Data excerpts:
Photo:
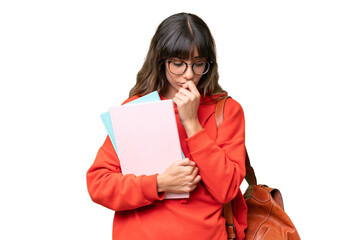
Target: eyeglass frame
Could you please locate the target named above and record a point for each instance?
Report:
(192, 67)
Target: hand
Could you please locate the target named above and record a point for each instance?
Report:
(187, 100)
(180, 177)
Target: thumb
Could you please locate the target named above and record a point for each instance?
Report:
(186, 162)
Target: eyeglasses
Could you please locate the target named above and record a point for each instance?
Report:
(178, 67)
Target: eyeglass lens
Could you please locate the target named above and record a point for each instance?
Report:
(179, 67)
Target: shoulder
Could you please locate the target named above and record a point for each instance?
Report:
(130, 99)
(232, 107)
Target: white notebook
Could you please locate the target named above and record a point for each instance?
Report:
(147, 138)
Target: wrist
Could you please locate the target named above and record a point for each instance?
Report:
(192, 127)
(160, 183)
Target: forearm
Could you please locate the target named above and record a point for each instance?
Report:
(110, 188)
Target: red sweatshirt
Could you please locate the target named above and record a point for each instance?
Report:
(142, 212)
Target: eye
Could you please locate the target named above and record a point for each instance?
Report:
(177, 63)
(199, 64)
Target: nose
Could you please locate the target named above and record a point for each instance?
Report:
(188, 74)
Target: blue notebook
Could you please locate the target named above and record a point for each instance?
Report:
(105, 117)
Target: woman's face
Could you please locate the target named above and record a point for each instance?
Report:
(176, 81)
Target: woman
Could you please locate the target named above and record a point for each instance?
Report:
(181, 65)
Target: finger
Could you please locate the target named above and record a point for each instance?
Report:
(186, 162)
(192, 87)
(182, 97)
(197, 179)
(194, 172)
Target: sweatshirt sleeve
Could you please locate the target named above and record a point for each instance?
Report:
(108, 187)
(221, 163)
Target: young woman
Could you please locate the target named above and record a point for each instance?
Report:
(181, 65)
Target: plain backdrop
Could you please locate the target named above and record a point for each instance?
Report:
(292, 65)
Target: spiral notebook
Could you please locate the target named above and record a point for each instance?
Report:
(147, 138)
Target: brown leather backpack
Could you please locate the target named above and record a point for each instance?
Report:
(266, 217)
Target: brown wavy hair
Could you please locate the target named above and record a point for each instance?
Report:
(176, 36)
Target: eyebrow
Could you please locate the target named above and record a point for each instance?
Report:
(196, 57)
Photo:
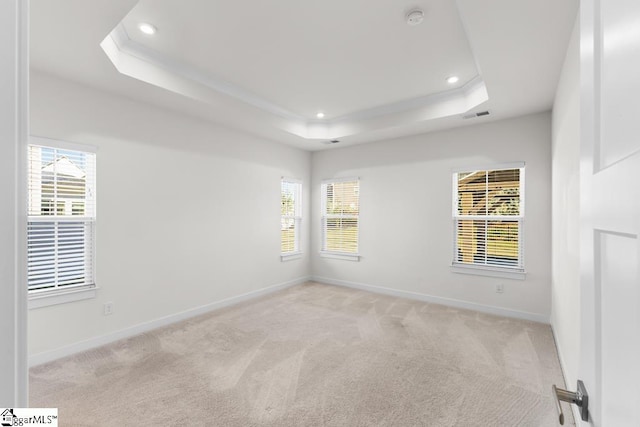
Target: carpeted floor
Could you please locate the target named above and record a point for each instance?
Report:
(314, 355)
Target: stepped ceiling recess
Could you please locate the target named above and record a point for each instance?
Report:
(305, 73)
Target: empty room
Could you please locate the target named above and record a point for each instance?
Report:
(340, 213)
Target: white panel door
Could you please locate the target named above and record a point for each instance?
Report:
(610, 210)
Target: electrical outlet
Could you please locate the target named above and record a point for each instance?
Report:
(108, 308)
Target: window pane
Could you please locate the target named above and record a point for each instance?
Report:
(484, 242)
(61, 186)
(472, 192)
(503, 192)
(288, 235)
(290, 208)
(58, 180)
(342, 198)
(341, 235)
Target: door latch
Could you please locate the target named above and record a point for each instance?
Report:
(580, 398)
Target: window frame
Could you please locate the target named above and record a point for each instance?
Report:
(347, 256)
(60, 295)
(297, 219)
(516, 272)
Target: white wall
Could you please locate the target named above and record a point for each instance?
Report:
(406, 235)
(565, 291)
(13, 129)
(188, 212)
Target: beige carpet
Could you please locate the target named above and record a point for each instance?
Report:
(314, 355)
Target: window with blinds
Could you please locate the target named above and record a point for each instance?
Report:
(340, 216)
(488, 214)
(61, 219)
(291, 211)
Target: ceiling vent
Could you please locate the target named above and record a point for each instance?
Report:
(474, 115)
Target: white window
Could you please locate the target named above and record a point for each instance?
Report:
(61, 222)
(340, 218)
(488, 212)
(291, 210)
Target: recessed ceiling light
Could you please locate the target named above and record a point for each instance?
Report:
(147, 28)
(415, 17)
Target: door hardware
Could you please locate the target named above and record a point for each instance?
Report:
(580, 398)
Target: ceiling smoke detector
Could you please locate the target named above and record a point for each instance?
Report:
(415, 17)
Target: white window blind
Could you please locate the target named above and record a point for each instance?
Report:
(61, 219)
(340, 216)
(291, 210)
(488, 214)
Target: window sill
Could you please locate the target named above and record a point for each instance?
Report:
(45, 299)
(290, 256)
(340, 255)
(477, 270)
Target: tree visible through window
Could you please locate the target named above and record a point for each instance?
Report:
(488, 214)
(340, 216)
(61, 219)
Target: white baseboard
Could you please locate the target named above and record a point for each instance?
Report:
(540, 318)
(68, 350)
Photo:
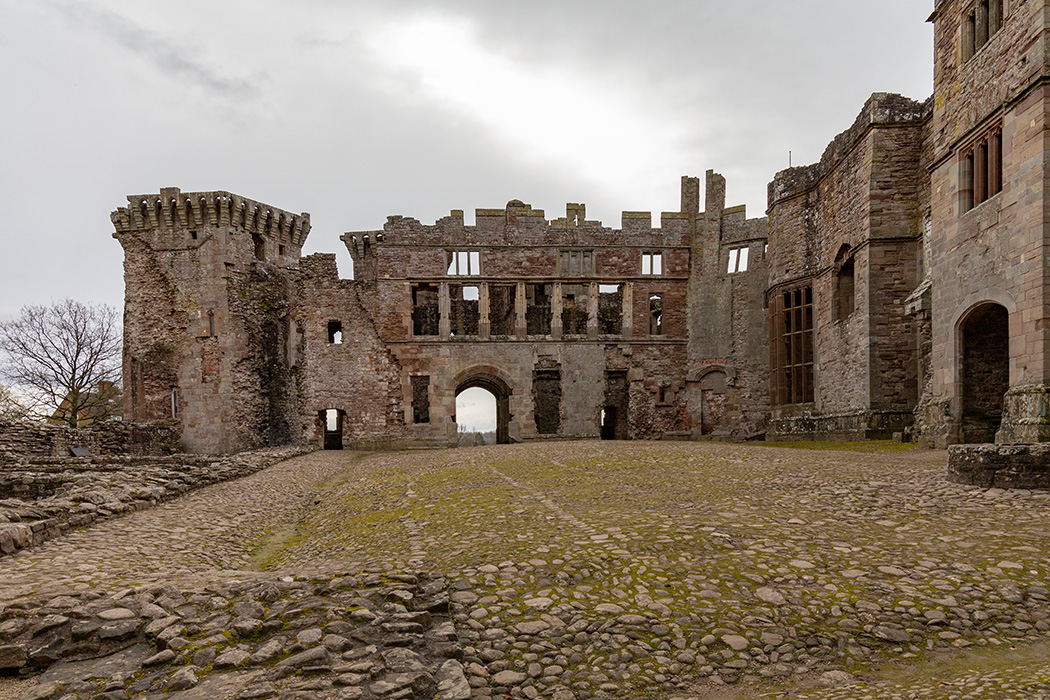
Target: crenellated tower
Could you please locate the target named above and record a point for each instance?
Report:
(210, 334)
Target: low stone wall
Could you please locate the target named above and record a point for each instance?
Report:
(1001, 466)
(856, 426)
(356, 637)
(45, 499)
(23, 439)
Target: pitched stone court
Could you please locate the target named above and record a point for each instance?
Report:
(663, 568)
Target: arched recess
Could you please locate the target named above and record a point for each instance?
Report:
(984, 370)
(712, 401)
(487, 379)
(330, 421)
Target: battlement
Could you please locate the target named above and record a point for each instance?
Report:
(882, 109)
(173, 209)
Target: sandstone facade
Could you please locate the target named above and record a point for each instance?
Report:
(576, 329)
(898, 285)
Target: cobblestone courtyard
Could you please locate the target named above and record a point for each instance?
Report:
(668, 569)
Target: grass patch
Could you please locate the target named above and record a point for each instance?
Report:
(866, 446)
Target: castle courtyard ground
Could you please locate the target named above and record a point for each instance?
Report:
(634, 569)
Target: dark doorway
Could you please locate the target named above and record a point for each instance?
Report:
(498, 388)
(617, 395)
(332, 421)
(609, 423)
(712, 402)
(985, 373)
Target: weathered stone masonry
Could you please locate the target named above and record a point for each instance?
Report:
(899, 285)
(576, 329)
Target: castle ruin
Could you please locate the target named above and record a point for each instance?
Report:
(898, 285)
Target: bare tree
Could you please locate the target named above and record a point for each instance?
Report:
(66, 357)
(12, 406)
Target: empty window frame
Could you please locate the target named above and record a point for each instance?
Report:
(464, 310)
(980, 25)
(981, 169)
(463, 263)
(655, 315)
(538, 312)
(575, 263)
(425, 313)
(547, 401)
(652, 263)
(574, 314)
(738, 259)
(610, 310)
(791, 347)
(420, 399)
(502, 315)
(845, 294)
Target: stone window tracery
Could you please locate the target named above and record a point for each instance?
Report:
(791, 347)
(575, 263)
(738, 259)
(980, 25)
(981, 169)
(652, 263)
(462, 263)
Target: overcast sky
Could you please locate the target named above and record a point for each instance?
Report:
(355, 110)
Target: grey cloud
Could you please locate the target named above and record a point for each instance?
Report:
(168, 58)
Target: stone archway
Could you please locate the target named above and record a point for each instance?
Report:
(499, 388)
(984, 370)
(331, 425)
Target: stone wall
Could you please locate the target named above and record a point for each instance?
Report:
(602, 300)
(851, 228)
(208, 322)
(989, 251)
(45, 497)
(24, 441)
(1001, 466)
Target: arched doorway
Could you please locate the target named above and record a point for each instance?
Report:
(501, 397)
(712, 402)
(985, 370)
(331, 420)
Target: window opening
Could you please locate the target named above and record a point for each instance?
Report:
(420, 399)
(791, 347)
(610, 310)
(425, 313)
(538, 313)
(465, 311)
(547, 401)
(501, 310)
(463, 262)
(980, 26)
(652, 263)
(844, 296)
(574, 310)
(655, 315)
(981, 170)
(575, 263)
(985, 372)
(332, 419)
(738, 259)
(614, 414)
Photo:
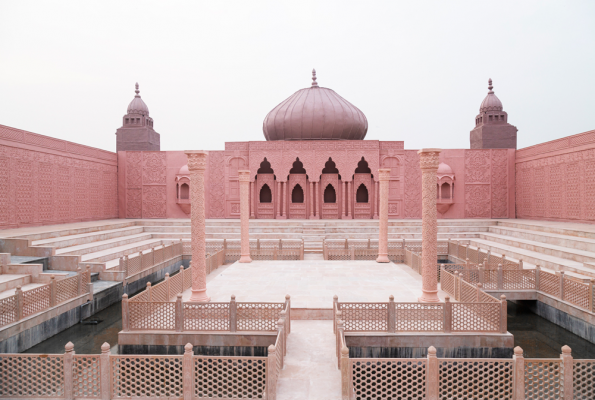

_TASK STATEMENT_:
Copy every line above that holds the word "brown".

_RESPONSE TO THIS EXERCISE_:
Target: brown leather backpack
Target: brown wavy hair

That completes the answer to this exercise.